**TASK BRIEF:**
Copy verbatim the block of lines in the entries below whose first line contains "Target: car windshield" and whose last line contains "Pick out each instance of the street". Leave out all other lines.

**RAW DATA:**
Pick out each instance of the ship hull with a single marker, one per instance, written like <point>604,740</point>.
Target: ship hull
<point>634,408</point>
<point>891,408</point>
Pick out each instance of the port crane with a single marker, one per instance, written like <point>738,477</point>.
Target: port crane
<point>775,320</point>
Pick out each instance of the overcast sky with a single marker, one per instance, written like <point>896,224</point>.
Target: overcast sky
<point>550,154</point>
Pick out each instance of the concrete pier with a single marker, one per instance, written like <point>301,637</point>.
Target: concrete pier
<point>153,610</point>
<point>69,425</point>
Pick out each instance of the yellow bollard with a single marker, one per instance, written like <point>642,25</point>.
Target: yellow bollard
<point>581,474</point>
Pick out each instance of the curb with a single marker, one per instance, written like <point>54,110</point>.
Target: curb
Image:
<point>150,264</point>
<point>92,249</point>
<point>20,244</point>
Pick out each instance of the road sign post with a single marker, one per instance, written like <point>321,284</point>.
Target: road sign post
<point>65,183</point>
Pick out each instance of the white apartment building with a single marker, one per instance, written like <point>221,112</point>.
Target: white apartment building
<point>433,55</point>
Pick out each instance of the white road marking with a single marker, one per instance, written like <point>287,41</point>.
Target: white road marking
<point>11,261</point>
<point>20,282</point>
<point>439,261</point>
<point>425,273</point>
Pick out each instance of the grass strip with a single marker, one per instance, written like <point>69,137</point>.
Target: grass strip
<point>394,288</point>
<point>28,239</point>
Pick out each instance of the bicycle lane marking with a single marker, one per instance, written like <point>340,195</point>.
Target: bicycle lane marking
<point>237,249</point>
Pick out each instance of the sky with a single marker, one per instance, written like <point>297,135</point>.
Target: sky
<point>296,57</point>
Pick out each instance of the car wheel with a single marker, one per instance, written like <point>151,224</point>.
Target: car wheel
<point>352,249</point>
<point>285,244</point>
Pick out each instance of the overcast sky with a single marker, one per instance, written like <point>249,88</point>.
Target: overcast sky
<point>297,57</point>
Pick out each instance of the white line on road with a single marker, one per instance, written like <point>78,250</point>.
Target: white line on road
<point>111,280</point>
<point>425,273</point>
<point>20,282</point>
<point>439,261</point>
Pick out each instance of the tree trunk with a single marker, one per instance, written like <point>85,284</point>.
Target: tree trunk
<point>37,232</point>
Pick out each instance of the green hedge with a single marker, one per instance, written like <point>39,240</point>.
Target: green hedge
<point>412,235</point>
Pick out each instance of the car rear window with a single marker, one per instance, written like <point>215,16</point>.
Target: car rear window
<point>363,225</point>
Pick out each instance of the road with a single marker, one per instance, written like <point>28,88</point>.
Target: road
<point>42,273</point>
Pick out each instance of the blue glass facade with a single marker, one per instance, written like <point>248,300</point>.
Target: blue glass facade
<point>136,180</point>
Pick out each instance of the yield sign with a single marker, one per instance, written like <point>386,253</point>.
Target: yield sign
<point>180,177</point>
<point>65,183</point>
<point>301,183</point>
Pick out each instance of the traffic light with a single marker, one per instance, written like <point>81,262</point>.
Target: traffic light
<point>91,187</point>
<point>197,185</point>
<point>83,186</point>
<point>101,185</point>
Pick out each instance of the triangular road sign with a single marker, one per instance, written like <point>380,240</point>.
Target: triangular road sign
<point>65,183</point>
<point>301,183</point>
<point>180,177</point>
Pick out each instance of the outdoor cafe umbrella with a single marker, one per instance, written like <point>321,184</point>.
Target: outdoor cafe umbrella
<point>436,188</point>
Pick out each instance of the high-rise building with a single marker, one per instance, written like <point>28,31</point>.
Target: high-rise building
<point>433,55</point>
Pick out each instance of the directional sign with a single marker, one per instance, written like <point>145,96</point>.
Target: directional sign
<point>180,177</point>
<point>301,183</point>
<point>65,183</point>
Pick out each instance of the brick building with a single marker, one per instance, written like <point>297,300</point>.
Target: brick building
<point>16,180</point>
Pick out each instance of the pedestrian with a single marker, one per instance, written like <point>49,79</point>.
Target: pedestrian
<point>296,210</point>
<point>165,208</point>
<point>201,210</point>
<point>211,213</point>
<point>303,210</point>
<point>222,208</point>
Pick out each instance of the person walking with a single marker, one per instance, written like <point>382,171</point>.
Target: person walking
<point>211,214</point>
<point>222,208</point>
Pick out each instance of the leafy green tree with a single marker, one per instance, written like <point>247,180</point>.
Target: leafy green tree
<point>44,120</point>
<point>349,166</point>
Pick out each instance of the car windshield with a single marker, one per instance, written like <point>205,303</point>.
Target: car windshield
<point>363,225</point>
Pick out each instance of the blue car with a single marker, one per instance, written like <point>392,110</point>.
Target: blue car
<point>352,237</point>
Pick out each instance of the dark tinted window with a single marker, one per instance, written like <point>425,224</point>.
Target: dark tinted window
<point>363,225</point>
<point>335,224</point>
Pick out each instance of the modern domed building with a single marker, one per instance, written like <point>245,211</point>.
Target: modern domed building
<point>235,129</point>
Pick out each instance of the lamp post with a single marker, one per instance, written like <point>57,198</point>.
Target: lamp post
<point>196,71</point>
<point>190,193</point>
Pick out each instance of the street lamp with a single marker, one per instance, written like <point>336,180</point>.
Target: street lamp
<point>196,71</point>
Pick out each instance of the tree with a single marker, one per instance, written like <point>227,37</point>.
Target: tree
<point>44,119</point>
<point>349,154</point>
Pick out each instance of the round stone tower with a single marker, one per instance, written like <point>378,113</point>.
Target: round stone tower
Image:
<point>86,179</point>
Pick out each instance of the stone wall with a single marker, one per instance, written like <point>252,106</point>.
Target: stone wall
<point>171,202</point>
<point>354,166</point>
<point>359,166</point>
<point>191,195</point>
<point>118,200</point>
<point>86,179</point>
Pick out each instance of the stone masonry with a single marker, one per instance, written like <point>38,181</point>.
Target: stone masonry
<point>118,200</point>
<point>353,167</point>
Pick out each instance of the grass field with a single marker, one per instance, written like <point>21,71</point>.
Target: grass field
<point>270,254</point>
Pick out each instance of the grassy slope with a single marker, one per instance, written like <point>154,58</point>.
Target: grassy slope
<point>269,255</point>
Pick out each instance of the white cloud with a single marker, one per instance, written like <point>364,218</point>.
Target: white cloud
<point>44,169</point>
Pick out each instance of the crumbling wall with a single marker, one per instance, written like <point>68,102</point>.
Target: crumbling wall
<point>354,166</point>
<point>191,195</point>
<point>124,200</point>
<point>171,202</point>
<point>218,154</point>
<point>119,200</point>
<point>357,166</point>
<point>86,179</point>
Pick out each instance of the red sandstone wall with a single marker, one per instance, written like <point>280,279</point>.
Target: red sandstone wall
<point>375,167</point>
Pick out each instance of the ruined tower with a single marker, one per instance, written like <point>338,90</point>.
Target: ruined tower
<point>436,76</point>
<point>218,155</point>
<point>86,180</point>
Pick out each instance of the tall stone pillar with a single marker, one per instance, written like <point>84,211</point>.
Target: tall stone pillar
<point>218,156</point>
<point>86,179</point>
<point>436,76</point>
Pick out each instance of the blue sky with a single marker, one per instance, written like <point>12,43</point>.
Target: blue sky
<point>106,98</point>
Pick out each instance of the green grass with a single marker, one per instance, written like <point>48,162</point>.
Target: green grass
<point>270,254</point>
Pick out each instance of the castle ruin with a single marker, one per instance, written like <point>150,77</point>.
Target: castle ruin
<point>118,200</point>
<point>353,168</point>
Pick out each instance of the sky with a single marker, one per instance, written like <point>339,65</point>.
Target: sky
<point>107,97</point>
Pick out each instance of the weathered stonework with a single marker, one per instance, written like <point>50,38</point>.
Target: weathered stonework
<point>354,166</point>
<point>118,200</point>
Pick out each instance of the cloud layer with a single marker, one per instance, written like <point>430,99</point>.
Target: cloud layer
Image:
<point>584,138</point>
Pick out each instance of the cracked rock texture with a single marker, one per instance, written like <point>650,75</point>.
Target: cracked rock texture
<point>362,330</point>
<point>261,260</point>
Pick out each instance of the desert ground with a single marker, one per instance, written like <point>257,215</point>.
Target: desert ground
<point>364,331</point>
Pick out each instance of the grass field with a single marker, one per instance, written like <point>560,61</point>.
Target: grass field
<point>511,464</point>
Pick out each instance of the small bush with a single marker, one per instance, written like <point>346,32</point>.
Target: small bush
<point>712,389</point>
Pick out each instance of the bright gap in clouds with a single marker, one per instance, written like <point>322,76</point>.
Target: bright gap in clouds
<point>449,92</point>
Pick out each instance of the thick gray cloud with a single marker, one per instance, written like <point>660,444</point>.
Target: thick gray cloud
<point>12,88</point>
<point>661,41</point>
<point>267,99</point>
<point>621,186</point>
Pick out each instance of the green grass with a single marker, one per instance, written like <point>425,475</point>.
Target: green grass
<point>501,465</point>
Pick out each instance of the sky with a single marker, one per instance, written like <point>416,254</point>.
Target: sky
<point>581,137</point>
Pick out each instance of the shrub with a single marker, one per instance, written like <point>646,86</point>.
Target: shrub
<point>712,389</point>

**YOUR SOLUTION:**
Target: car windshield
<point>363,225</point>
Pick out each instance of the blue car with a single marker, one per instance, written like <point>392,110</point>.
Target: blue car
<point>352,237</point>
Pick out each instance of the dark tinted window with a single marker, one per instance, written like <point>425,224</point>.
Target: dark tinted window
<point>363,225</point>
<point>335,224</point>
Pick out each instance of the modern domed building with a single marker, one per instance, written like <point>245,211</point>.
Target: modern domed building
<point>235,129</point>
Pick out each instance of the lamp post with a single marker, one per instance, written like <point>57,198</point>.
Target: lamp post
<point>196,71</point>
<point>190,193</point>
Pick out each instance of the street lamp with a single marker, one per instance, written like <point>336,180</point>.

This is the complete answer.